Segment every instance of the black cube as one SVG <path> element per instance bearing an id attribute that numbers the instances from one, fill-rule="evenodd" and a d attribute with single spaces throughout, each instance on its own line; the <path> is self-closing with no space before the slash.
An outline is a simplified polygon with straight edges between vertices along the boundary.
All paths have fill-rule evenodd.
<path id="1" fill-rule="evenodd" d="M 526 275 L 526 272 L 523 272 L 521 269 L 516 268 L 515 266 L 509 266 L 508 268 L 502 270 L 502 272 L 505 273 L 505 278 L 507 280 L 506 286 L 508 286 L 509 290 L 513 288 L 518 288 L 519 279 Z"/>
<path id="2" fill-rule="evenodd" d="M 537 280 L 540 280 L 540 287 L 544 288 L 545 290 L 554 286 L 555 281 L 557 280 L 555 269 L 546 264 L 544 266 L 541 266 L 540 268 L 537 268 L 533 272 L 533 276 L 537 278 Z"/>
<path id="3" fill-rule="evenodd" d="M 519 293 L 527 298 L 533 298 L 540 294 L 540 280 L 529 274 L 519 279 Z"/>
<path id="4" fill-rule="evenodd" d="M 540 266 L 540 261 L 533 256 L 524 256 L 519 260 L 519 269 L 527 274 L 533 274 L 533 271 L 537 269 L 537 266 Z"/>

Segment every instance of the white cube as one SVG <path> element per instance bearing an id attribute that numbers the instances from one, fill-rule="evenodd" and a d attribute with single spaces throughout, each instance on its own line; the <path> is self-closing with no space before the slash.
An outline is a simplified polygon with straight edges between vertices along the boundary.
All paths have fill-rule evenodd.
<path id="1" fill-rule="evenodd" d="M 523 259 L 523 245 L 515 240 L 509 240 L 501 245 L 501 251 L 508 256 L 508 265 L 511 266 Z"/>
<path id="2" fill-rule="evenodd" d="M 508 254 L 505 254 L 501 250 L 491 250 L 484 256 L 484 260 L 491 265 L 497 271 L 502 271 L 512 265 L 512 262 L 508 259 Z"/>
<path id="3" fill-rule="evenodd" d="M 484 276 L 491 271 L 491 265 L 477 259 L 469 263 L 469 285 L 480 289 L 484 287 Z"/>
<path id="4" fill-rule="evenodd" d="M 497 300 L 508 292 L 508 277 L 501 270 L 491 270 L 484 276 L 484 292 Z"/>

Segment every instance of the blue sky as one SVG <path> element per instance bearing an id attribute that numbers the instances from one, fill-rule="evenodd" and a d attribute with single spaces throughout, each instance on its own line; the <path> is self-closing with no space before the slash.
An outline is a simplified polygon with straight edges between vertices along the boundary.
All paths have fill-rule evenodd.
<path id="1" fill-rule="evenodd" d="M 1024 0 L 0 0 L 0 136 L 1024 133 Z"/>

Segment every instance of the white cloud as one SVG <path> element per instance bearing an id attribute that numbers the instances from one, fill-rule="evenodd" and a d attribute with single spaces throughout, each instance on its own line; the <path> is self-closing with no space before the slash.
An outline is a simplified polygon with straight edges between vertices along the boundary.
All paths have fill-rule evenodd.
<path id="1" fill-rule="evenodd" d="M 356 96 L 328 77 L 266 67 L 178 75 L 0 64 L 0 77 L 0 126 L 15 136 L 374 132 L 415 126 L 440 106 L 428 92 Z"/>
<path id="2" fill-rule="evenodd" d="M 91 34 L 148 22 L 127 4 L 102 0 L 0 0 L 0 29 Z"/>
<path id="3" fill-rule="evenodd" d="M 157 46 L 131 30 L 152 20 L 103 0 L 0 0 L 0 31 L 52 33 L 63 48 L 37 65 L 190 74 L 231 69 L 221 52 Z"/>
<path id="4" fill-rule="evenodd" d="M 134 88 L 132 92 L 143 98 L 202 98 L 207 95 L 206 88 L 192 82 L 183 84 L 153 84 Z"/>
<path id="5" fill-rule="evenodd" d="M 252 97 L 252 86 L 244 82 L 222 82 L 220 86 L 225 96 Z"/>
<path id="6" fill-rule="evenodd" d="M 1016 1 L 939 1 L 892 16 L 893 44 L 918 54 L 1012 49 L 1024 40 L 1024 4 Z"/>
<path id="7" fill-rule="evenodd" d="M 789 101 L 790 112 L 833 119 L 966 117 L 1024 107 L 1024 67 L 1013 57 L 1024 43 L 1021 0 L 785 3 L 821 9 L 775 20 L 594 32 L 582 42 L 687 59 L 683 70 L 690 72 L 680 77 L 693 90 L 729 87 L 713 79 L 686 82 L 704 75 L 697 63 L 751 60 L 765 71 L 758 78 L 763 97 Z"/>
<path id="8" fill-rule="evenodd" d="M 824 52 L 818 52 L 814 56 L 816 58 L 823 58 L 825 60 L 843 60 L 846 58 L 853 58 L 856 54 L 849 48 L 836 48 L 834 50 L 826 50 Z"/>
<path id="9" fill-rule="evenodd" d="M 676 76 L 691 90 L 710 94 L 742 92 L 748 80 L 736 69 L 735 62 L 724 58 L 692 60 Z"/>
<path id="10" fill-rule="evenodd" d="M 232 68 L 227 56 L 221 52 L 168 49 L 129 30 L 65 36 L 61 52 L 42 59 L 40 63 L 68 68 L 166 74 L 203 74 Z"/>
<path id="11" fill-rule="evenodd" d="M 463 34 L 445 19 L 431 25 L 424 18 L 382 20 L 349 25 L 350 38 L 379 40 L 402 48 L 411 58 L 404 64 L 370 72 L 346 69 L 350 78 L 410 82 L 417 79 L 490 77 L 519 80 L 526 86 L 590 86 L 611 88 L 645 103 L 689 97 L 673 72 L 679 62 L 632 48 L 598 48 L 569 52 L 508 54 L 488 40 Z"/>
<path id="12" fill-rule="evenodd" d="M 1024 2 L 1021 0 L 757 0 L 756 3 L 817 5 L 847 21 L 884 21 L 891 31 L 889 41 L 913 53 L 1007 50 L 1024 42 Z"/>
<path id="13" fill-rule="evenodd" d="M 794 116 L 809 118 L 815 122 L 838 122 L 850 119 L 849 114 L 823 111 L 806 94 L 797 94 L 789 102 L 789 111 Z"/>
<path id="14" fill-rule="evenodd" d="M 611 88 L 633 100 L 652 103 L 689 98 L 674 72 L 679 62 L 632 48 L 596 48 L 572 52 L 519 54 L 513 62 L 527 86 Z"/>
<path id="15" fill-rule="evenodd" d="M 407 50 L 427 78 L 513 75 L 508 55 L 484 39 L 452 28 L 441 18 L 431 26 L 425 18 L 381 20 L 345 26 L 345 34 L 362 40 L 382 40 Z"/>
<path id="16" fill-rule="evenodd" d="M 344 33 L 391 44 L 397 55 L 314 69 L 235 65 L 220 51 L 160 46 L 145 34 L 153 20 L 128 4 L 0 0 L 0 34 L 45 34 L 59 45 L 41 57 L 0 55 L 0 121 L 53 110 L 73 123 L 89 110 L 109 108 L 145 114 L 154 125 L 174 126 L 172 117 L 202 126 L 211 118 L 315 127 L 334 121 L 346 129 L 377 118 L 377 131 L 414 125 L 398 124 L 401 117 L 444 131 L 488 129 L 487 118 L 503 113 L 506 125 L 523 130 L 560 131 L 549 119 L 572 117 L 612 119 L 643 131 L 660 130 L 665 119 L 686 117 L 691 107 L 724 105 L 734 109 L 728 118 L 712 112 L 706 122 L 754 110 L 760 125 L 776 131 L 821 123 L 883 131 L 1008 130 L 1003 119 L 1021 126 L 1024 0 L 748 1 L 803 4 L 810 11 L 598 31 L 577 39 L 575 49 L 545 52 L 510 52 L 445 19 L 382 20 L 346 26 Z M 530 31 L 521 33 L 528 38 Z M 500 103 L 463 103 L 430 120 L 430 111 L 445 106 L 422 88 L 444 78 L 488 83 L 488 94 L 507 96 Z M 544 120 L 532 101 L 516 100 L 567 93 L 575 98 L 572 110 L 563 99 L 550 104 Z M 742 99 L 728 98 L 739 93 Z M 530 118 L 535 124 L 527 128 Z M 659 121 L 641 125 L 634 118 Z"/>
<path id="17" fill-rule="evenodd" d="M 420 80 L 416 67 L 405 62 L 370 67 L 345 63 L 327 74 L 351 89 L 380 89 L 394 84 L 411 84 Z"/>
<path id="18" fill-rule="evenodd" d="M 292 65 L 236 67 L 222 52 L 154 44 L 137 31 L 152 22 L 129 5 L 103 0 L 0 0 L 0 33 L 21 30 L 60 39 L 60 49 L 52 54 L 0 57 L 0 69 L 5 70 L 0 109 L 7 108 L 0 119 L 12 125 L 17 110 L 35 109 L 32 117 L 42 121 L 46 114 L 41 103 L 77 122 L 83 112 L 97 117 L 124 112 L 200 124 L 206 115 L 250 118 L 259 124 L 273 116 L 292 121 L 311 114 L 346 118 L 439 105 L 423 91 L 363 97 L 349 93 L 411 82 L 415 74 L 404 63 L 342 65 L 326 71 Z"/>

┄┄┄┄┄┄

What to do ▸
Lines with the word "cube": how many are there in the material? Answer with the number alone.

Your response ▸
2